* _Point annotation dataset records_
— begin —

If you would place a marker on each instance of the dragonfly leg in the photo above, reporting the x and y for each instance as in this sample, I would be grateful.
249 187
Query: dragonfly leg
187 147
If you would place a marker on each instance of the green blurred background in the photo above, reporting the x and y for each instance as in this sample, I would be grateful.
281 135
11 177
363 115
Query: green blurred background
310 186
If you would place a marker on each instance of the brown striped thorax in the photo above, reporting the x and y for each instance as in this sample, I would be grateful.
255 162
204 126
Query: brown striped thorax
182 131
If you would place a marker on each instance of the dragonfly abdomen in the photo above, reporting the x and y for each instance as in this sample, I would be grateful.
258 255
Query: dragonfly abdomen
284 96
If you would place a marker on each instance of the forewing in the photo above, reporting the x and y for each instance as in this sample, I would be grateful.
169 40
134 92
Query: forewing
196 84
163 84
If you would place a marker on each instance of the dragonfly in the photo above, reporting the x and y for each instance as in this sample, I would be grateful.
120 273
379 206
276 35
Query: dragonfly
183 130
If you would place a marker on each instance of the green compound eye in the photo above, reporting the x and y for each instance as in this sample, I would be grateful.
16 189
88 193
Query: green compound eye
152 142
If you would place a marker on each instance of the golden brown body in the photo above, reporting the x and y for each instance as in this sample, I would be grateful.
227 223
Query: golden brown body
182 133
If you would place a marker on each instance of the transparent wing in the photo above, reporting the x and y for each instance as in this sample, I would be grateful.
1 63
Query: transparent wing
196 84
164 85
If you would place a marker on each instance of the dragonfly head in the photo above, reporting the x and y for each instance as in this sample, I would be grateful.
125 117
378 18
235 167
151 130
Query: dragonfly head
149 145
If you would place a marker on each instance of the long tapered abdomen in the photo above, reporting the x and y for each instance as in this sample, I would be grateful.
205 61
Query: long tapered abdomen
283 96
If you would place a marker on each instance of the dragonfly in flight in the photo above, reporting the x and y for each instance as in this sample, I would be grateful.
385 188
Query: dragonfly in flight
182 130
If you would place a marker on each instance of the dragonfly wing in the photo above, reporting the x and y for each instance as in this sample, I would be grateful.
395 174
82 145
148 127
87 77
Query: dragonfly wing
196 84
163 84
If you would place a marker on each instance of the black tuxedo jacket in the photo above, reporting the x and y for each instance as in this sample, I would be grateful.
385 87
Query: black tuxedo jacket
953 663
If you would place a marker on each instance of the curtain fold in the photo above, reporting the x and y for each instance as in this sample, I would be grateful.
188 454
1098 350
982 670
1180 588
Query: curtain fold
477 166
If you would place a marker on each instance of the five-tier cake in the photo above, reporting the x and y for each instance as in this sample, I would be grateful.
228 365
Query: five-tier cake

— end —

* _What you need to do_
Express every line of the records above as a JSON list of strings, one string per line, leaving out any blank lines.

* _Solution_
[
  "If you would place a marker on each instance of the dragonfly leg in the photo above, reporting the x and y for each instance as in this sample, I would be grateful.",
  "249 187",
  "Query: dragonfly leg",
  "187 147",
  "If you would place a marker on each instance of the green blurred background in the photo above, reporting the x and y for each instance as in this sample, I would be grateful.",
  "281 135",
  "11 177",
  "363 115",
  "Query: green blurred background",
  "310 186",
  "If you would place a marker on each instance of the brown striped thorax in the photo above, reporting the x and y for each instance as in this sample, I would be grateful.",
  "255 162",
  "204 126",
  "Query: brown striped thorax",
  "182 131",
  "If you would place a marker on each instance of the dragonfly abdomen in the photo above, reporting the x and y for each instance as in this sample, I would be grateful.",
  "258 255",
  "Query: dragonfly abdomen",
  "284 96",
  "If you would place a marker on each instance of the forewing in the photo above, reporting the x and y for each instance as in this sample, I would be grateful.",
  "169 40",
  "134 92",
  "Query: forewing",
  "196 84",
  "163 84",
  "If you would place a marker on each instance of the dragonfly in the photo above, reporting the x and y for each instance as in this sample, I would be grateful.",
  "120 273",
  "379 206",
  "276 35",
  "Query: dragonfly",
  "183 130",
  "If you would place a marker on each instance of the green compound eye in the photo above, reporting the x and y for each instance as in this sample, I would be grateful.",
  "16 189",
  "88 193",
  "Query: green compound eye",
  "152 142",
  "If you would place a marker on each instance of the golden brown body in the photo above, reporting the x and y for each instance as in this sample, I would be grateful.",
  "227 223",
  "Query: golden brown body",
  "182 133",
  "If you would place a marker on each instance of the transparent wing in the photo above, reporting the x and y for each instance as in this sample, I would be grateful.",
  "1 63",
  "Query: transparent wing",
  "196 84",
  "164 85",
  "If you would place a marker on each instance of the dragonfly head in the photo above, reporting the x and y for each instance as in this sample, I would be grateful.",
  "125 117",
  "378 18",
  "235 167",
  "151 130",
  "Query: dragonfly head",
  "149 145",
  "If you would place a marker on each instance of the long tapered abdomen in the photo above, reporting the x and y for each instance as in this sample, I would be grateful.",
  "205 61",
  "Query: long tapered abdomen",
  "283 96",
  "If you would place a marker on each instance of the dragonfly in flight in the photo above, reporting the x and y for each instance as in this sample, I would be grateful.",
  "385 188",
  "Query: dragonfly in flight",
  "182 130",
  "If you would place a marker on each instance of the dragonfly wing in the photo above, reporting the x and y for each instance as in this sample, I would be grateful.",
  "395 174",
  "82 145",
  "148 127",
  "87 77",
  "Query: dragonfly wing",
  "196 84",
  "163 84",
  "If you would place a marker on each instance of the black tuxedo jacket in the photo above, reporting the x and y for each instance as in this sample, I would be grateful.",
  "385 87",
  "Query: black tuxedo jacket",
  "953 663",
  "If you would place a marker on each instance of the curtain fold in the photo above, reporting the x and y for each instance as in this sample, I would be grateful.",
  "188 454",
  "1098 350",
  "982 670",
  "1180 588",
  "Query: curtain fold",
  "477 166",
  "If you would place a marker on each instance of the five-tier cake in the photo above, reporting the x and y for each instance as in this sample, I would be grateful.",
  "228 365",
  "Query: five-tier cake"
]